→ **Consigne a**
Convertissez en une liste JSON de chaînes, à raison d'une chaîne par ligne et sans les lignes vides, le passage des enregistrements allant de la ligne contenant « Might there be any car windshield » jusqu'à celle contenant « [418,100,571,155] », ces deux lignes comprises.

Aux portes de l’Europe avec Lokeren, il a aussi fêté sa première sélection en équipe nationale.

Daknam apprécie Davy De Beule (21 ans). Joueur du cru, il est le seul titulaire belge de Lokeren. C’est un garçon simple, qui n’entre pas au complexe d’entraînement au volant d’une grosse voiture de luxe mais d’une Mercedes classe A fournie par le sponsor du club. D’ailleurs, quand un livreur charge un excédent de bouteilles de champagne sur sa camionnette, il s’empresse de l’aider. Un jeune homme sympathique et bien élevé.

Vous avez grandi dans le café familial, à la gare de Hamme. N’est-ce pas un environnement étrange pour un gamin?

Davy De Beule : J’y étais peu. Je préférais la salle des fêtes, à l’arrière. C’était une plaine de jeux idéale. C’est là que j’ai posé les bases de ma technique. Je faisais un parcours avec des chaises et des bancs et j’essayais tous les dribbles possibles, sans rien toucher. J’effectuais le parcours au chrono. Mais les fenêtres ont parfois pâti de mes jeux! Alors, je tremblais, mais mes parents le prenaient bien, en général. Ils sont sévères mais compréhensifs.

Vos parents avaient-ils suffisamment de temps pour leurs trois enfants?

éa allait. J’étais libre. Je devais m’auto-discipliner. Mes parents menaient une vie chargée et irrégulière mais nous consacraient suffisamment d’attention. Nous pouvions aussi compter sur nos grands-parents. Mon père me conduisait aux entraînements de Lokeren, laissant ma mère seule au café. J’ai appris à tirer mon plan. Je n’avais pas besoin d’aide pour les devoirs. Le soir, nous pouvions veiller un rien plus tard mais quand mon père entrait au salon, à 22h30, il lui suffisait de lever les yeux vers les chambres. Nous ne discutions pas. C’eût été trop dangereux car quand mon père sortait de ses gonds, mieux valait prendre garde!

→ **Données à exploiter**

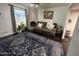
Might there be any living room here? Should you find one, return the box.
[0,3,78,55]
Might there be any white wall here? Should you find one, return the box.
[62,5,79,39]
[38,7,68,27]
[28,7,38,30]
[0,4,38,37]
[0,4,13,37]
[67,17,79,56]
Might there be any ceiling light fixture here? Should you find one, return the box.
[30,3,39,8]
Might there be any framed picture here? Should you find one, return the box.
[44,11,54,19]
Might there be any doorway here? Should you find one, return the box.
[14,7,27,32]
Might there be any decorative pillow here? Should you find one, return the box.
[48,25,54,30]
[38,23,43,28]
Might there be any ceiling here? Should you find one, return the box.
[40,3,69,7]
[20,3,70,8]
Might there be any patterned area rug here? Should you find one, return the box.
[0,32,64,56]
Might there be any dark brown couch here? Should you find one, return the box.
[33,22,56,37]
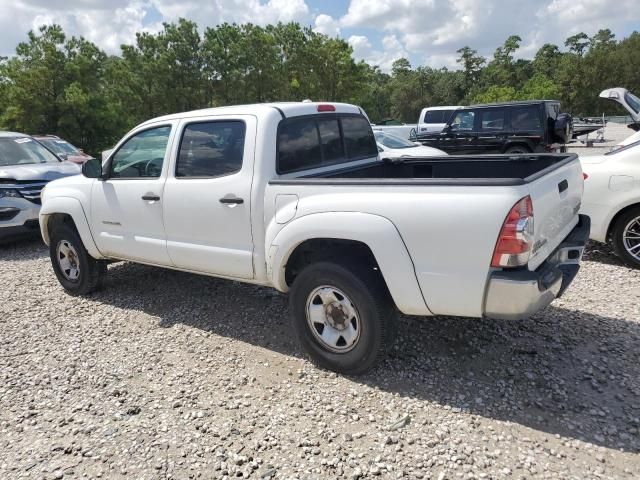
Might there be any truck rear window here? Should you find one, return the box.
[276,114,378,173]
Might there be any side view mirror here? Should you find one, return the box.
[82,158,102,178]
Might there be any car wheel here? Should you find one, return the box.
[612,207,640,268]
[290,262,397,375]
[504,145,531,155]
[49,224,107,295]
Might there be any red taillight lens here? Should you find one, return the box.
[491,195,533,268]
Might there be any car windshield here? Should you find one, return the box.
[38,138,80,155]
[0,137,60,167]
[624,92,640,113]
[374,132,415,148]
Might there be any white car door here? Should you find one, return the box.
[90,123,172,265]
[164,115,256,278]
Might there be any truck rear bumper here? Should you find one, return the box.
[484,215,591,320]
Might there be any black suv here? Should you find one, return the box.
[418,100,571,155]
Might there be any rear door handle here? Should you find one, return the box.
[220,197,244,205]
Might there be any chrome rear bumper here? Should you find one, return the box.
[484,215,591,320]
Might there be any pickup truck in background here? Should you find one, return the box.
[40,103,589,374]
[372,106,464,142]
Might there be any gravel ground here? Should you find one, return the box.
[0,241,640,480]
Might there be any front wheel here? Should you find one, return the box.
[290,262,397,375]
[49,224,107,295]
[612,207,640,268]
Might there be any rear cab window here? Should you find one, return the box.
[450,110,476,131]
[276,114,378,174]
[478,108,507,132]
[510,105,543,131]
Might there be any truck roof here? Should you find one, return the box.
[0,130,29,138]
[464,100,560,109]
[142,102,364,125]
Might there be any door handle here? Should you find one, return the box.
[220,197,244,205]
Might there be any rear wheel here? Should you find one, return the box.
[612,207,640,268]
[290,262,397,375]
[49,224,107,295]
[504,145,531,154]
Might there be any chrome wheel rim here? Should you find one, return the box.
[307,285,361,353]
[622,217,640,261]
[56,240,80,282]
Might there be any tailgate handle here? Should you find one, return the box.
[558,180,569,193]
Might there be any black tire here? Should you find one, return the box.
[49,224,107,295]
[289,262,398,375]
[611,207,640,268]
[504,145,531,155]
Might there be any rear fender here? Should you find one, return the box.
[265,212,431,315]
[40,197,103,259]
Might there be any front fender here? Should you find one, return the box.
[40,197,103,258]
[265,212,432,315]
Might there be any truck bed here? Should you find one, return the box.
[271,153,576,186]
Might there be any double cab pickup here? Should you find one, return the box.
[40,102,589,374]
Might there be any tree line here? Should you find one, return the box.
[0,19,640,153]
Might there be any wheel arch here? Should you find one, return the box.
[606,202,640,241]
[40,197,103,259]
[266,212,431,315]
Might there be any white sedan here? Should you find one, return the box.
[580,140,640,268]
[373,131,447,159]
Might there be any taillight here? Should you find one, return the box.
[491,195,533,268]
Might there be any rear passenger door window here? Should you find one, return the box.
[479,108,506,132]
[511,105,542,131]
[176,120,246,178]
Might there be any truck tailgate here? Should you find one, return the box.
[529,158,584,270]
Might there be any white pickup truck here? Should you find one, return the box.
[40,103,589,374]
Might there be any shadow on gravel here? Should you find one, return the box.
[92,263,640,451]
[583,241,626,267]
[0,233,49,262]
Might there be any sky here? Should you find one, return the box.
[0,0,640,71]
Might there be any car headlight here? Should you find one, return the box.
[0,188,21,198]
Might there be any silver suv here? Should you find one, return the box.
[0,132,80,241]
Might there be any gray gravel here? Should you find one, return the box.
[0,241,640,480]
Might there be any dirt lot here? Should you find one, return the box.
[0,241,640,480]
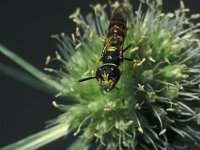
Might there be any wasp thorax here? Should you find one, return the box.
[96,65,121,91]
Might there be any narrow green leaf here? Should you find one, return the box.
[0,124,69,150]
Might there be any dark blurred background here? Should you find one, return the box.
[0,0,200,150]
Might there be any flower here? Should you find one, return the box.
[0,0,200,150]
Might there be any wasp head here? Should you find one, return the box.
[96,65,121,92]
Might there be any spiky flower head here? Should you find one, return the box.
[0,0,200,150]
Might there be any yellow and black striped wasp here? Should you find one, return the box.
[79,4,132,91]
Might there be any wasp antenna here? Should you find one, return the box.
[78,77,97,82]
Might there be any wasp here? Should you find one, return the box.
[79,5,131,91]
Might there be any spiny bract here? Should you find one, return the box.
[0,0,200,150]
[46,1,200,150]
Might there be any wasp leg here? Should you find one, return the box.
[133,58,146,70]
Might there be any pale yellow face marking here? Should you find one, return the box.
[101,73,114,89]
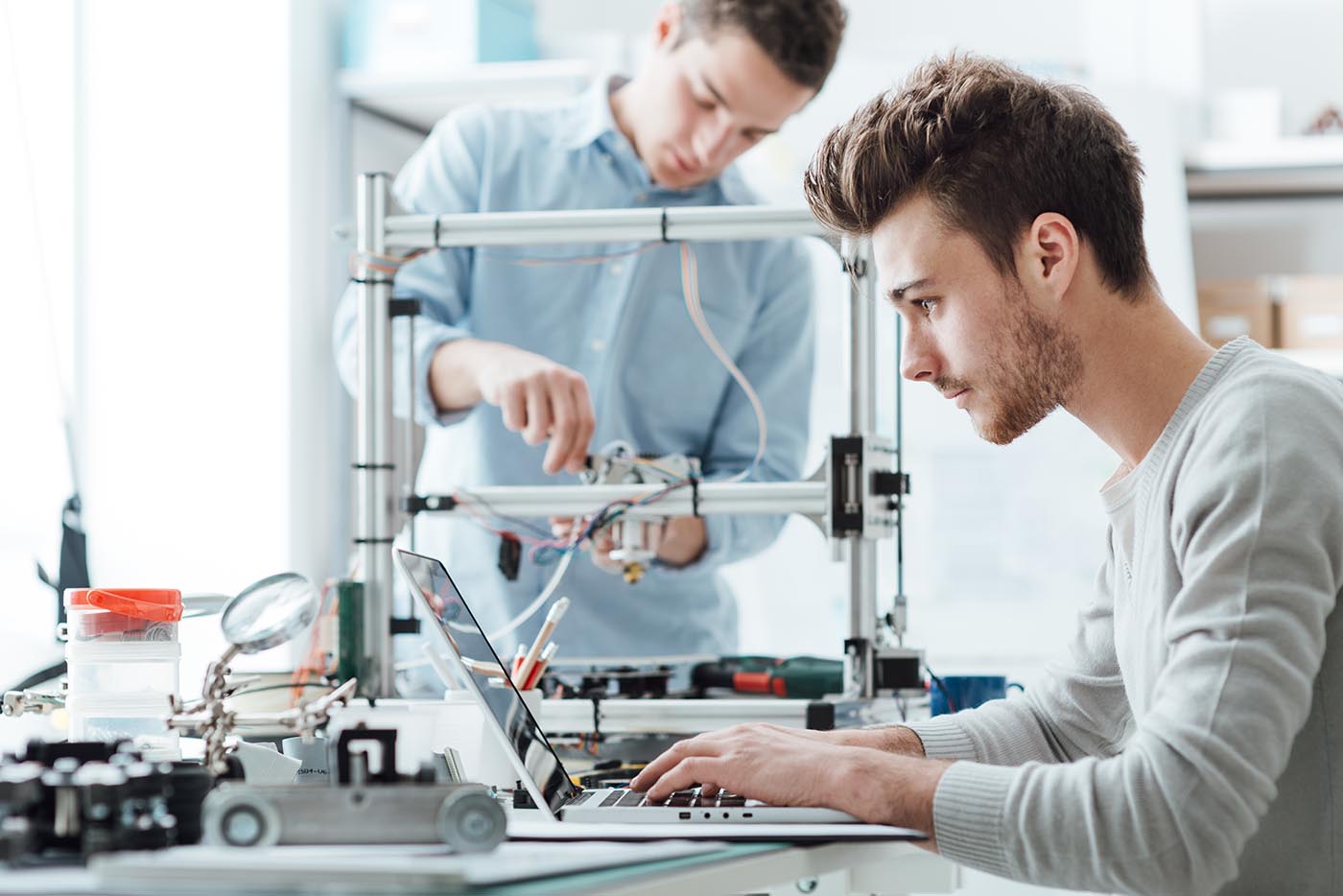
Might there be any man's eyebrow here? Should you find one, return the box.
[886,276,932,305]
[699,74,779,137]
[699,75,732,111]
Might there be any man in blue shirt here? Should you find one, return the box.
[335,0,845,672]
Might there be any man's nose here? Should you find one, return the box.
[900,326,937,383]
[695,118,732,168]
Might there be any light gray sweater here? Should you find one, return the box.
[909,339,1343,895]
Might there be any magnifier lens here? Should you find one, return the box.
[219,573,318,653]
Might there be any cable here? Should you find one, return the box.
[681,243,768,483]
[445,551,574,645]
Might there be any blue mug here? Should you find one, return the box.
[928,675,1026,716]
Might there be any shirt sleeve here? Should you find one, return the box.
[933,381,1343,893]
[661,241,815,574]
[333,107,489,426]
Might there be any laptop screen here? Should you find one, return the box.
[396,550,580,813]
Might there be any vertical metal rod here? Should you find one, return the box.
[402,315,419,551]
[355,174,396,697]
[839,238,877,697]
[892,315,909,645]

→ **Consigne b**
Reformulez plus brièvement le paragraphe du texte de lecture qui commence par « Davy De Beule : J'y étais peu », en conservant ses faits principaux.

→ **Réponse rédigée a**
[
  "Might there be any car windshield here? Should you find one, return the box.",
  "[38,138,80,155]",
  "[0,137,60,167]",
  "[624,92,640,113]",
  "[374,132,415,148]",
  "Might there be any white car door here? Should you find one, return the box.",
  "[90,123,172,265]",
  "[164,115,256,278]",
  "Might there be any truck rear bumper here? Should you find one, return the box.",
  "[484,215,591,320]",
  "Might there be any black suv here? Should you find one, return the box.",
  "[418,100,571,155]"
]

→ **Réponse rédigée b**
Davy De Beule : Je passais peu de temps au café et lui préférais la salle des fêtes, à l'arrière. C'est là que j'ai forgé ma technique, en enchaînant au chrono tous les dribbles possibles sur un parcours de chaises et de bancs. Il m'arrivait d'abîmer des fenêtres, mais mes parents, sévères et compréhensifs, le prenaient généralement bien.